* Brief 1
In the sound card text, what kind of motherboard chipset does the Sound Blaster Live hate?
* Brief 2
List every sound card that the sound card text names.
* Brief 3
Please duplicate the sound card text starting with "First off - does" and going on through "Labs cards forever.".

— begin Text block —

Anyway, my solution to this problem for running DOS games is to use 2 sound cards. I'll use my fancy PCI Gamersound for more recent games(think 1998+) that support PCI sound cards ok. And then I'll drop in an ISA card for the older games and run it through the line-in on the new card. I'm looking at maybe a Yamaha YMF718 or YMF719, but I don't want to spend a whole ton of money.

First off - does this plan make any sense? And second, can anyone recommend a better non-creative-labs card somewhere in the $20-50 range?

Alternatively if anyone's got a really good exorcist I'm willing to give that a shot. But I may be done with Creative Labs cards forever.
 
Just out of curiosity, what is the chipset of your motherboard? I had no particular problems I remember using an AWE32 with an Intel 440BX chipset; a dual-CPU one. Anyway, on that machine I had both the AWE32 and an Ensonic AudioPCI installed for a while; chaining them together did work, but it creates annoyances like needing to initialize the mixer of the card closer to the speaker to be able to hear the daisy chained one.

Eventually I gave up on the AWE32 because I wasn't running enough stuff that really needed bare DOS anymore and eliminating ISA cards from your system can noticably speed things up. (You're getting ALL the wait states whenever your system has to stop and spoon-feed that 8 mhz parasite.)
 
... Agh, wait. I just realized in the Windows 98 thread it was a Sound Blaster *Live* you were trying to use on your box, not an ISA card? I think I must have gotten crossed wires with your Pentium I build thread. If that's the case then, well... I repeat, what is the chipset of your motherboard? The Soundblaster Live *hates* VIA chipset motherboards. Supposedly even the follow-up Audigy has problems. You definitely need a different card for that situation.

FWIW, when you're talking about DOS support you're not missing much without the Live. It really isn't much if any more compatible with DOS than any other PCI sound card. (It literally uses the same emulation software as the older Ensonic AudioPCI; to be fair, it's reasonably decent as these TSRs go, but it's not bare metal support, not even remotely.)

— end Text block —
— begin Data listing —

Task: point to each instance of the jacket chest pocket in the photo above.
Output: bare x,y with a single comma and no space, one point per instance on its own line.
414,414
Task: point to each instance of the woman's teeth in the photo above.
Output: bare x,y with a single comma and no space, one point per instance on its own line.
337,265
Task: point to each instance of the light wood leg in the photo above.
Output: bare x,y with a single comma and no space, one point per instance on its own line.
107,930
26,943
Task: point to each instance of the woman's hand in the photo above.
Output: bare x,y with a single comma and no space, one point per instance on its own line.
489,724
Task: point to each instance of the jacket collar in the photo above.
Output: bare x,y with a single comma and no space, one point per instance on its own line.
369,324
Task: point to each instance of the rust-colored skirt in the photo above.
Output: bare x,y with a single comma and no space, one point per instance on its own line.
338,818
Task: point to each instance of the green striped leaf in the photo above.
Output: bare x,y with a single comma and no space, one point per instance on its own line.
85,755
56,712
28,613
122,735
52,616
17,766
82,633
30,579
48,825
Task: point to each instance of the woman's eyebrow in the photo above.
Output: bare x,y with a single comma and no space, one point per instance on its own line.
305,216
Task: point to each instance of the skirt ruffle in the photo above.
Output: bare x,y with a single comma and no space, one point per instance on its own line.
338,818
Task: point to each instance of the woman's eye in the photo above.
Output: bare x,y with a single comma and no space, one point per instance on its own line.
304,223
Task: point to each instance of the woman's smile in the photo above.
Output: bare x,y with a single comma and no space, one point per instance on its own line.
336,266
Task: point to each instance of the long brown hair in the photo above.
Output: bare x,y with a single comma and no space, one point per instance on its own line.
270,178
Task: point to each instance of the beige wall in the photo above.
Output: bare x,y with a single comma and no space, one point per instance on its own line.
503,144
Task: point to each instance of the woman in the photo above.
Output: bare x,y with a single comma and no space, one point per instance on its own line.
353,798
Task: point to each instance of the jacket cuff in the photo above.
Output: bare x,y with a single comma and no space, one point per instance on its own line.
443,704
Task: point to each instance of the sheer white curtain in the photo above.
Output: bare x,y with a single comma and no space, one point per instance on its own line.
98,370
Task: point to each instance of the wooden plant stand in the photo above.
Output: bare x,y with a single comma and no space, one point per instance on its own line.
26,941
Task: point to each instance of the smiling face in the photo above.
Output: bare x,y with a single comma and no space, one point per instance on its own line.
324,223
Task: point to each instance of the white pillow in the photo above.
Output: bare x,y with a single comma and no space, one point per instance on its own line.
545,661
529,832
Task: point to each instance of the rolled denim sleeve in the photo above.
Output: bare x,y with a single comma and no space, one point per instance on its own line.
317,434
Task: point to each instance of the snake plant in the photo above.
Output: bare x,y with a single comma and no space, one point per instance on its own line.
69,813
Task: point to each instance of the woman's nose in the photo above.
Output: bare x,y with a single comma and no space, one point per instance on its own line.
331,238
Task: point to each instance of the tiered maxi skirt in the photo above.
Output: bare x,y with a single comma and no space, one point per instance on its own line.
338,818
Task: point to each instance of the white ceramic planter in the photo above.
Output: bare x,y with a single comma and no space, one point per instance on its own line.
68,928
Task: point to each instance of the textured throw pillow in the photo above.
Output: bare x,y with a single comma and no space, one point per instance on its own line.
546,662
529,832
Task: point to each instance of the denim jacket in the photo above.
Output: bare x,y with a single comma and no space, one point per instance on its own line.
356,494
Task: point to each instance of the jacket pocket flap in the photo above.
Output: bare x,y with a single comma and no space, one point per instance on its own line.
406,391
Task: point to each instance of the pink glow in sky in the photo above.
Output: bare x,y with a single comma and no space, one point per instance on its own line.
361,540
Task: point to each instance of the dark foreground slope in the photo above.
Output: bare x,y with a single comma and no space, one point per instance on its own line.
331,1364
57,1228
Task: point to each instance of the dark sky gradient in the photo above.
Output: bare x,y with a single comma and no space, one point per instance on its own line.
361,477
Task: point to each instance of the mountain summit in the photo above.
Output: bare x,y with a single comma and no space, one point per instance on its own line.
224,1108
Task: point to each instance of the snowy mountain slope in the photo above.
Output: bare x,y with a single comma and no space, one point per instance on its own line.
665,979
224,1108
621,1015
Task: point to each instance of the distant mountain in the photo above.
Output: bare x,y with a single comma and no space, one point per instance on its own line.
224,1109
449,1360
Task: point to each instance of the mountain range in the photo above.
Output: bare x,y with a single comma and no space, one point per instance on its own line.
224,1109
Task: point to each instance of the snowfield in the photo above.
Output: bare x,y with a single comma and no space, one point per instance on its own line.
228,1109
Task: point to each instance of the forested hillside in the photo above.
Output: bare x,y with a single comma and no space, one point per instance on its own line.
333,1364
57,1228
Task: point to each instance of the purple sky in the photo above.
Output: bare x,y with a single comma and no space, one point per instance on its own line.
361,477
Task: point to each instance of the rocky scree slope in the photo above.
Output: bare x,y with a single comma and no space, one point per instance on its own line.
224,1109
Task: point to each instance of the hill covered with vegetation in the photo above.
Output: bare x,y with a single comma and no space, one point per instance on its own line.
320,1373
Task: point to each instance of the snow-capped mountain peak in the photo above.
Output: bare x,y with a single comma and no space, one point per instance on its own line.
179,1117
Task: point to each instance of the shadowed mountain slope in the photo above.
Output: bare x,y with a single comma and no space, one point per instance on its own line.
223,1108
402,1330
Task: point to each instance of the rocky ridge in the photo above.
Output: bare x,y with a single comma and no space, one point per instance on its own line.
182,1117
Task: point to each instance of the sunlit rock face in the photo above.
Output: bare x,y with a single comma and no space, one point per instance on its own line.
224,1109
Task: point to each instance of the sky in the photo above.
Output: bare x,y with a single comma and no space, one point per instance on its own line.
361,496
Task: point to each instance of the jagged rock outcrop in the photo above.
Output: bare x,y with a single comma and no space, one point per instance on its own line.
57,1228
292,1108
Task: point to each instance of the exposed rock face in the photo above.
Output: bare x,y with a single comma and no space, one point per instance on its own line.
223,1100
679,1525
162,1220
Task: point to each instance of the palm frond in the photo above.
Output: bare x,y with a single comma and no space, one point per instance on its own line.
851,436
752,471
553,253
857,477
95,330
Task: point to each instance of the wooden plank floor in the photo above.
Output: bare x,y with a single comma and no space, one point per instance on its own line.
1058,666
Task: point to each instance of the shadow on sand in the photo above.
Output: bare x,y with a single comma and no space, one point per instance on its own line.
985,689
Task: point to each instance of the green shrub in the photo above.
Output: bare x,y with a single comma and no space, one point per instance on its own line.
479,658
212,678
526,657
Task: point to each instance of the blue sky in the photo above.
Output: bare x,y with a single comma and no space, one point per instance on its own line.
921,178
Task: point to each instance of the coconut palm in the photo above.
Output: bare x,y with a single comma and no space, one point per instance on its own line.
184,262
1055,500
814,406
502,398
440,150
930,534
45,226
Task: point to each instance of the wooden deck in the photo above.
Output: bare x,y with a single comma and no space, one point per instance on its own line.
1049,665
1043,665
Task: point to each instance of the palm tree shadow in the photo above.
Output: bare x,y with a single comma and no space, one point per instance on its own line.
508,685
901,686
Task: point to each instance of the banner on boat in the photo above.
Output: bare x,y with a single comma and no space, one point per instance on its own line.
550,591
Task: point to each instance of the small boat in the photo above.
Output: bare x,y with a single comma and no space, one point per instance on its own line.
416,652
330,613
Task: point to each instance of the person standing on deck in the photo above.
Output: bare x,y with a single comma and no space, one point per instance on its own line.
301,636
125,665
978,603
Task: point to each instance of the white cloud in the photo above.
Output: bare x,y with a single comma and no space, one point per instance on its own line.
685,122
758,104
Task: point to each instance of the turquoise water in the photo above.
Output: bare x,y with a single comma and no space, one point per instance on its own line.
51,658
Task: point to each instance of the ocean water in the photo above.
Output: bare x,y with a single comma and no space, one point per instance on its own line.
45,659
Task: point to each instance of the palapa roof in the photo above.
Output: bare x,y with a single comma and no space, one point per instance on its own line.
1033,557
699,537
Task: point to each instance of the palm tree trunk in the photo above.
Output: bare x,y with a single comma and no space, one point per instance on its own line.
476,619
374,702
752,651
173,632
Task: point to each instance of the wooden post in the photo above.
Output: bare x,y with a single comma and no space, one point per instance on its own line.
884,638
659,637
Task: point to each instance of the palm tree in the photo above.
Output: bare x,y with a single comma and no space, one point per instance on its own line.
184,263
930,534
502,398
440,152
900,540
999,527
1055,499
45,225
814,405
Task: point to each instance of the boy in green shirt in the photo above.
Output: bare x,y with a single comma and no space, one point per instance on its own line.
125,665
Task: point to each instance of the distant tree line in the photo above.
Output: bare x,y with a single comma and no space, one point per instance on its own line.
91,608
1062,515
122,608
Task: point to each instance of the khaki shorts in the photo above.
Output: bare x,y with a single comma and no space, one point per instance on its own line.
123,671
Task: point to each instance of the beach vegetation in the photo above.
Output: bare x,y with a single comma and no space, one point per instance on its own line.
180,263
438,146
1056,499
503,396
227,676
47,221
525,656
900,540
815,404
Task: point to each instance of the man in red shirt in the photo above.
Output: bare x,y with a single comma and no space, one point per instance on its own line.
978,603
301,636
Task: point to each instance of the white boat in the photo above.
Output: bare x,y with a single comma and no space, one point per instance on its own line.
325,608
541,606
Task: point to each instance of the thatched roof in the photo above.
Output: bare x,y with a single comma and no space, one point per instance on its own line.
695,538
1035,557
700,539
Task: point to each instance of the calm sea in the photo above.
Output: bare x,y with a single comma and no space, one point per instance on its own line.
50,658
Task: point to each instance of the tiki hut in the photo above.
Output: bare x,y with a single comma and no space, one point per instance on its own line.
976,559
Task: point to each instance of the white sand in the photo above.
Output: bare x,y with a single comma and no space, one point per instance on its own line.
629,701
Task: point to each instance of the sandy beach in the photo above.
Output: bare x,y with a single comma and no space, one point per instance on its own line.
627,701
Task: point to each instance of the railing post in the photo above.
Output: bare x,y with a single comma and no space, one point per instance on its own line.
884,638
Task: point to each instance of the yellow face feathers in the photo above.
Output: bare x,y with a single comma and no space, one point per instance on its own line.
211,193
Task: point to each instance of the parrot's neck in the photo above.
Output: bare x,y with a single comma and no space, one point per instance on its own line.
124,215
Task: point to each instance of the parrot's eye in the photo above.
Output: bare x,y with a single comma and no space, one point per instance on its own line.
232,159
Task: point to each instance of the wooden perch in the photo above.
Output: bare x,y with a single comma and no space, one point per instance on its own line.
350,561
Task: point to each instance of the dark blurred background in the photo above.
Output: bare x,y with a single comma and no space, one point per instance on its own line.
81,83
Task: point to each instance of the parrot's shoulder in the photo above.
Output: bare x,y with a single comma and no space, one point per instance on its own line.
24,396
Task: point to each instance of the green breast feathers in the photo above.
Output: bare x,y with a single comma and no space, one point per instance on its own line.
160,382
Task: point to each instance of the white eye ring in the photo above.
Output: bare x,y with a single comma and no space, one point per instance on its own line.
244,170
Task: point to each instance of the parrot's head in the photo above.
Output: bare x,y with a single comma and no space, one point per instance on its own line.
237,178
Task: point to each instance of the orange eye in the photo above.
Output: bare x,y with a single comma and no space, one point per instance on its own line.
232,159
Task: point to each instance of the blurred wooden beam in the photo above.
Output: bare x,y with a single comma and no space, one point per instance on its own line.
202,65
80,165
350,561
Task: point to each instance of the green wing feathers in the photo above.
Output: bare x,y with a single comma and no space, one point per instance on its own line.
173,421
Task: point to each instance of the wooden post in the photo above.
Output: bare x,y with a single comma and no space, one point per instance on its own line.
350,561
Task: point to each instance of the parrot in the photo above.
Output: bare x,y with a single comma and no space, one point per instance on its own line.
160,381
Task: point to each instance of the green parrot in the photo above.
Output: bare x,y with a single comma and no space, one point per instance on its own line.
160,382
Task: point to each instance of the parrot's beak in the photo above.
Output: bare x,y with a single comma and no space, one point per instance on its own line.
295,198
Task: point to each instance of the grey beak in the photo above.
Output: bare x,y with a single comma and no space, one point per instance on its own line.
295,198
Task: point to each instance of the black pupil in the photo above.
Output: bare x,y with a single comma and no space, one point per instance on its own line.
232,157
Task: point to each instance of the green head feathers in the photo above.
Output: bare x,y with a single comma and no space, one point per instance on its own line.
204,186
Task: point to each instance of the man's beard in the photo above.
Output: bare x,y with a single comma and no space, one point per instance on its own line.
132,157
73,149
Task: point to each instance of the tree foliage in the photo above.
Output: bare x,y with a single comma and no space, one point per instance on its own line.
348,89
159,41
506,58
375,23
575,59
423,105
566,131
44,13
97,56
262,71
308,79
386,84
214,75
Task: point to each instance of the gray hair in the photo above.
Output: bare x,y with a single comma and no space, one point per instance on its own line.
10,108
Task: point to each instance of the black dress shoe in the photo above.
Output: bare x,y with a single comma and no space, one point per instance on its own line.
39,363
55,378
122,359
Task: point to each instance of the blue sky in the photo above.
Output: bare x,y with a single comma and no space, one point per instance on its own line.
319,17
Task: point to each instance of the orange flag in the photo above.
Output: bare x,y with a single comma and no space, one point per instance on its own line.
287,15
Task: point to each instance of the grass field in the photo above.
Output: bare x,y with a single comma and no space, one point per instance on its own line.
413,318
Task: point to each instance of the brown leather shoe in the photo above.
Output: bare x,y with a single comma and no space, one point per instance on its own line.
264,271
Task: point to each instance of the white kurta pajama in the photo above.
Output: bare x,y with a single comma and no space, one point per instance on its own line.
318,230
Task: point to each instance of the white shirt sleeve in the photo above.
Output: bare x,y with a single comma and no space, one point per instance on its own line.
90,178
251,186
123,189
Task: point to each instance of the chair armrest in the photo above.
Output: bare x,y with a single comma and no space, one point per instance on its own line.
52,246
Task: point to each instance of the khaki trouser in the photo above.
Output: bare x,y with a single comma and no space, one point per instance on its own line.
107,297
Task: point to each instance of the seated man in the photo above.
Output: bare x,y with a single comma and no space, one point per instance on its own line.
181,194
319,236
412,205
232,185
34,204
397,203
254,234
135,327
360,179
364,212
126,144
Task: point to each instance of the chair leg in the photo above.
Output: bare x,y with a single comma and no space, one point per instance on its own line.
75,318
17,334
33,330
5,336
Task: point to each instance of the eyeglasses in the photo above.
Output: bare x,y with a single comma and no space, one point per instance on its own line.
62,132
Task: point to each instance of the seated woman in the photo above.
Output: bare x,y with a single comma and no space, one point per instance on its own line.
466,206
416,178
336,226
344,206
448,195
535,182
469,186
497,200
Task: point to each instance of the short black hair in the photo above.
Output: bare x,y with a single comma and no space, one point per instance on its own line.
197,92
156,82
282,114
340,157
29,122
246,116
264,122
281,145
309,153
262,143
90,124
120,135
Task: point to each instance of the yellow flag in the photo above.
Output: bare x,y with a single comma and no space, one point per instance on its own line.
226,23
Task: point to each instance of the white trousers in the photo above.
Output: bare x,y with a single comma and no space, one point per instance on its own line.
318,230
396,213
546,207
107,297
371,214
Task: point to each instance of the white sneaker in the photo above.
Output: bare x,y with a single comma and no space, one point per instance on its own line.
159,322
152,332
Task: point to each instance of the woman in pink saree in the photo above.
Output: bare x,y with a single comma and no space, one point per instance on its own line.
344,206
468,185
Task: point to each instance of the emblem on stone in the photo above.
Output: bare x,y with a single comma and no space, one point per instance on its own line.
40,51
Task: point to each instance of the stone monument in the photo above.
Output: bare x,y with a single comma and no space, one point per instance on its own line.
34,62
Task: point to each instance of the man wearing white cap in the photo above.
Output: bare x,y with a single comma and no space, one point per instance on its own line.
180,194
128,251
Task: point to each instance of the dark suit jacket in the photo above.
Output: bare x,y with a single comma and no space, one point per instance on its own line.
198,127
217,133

— end Data listing —

* Output 1
VIA chipset motherboards.

* Output 2
PCI Gamersound, Yamaha YMF718, Yamaha YMF719, AWE32, Ensonic AudioPCI, Sound Blaster Live, Audigy

* Output 3
First off - does this plan make any sense? And second, can anyone recommend a better non-creative-labs card somewhere in the $20-50 range?

Alternatively if anyone's got a really good exorcist I'm willing to give that a shot. But I may be done with Creative Labs cards forever.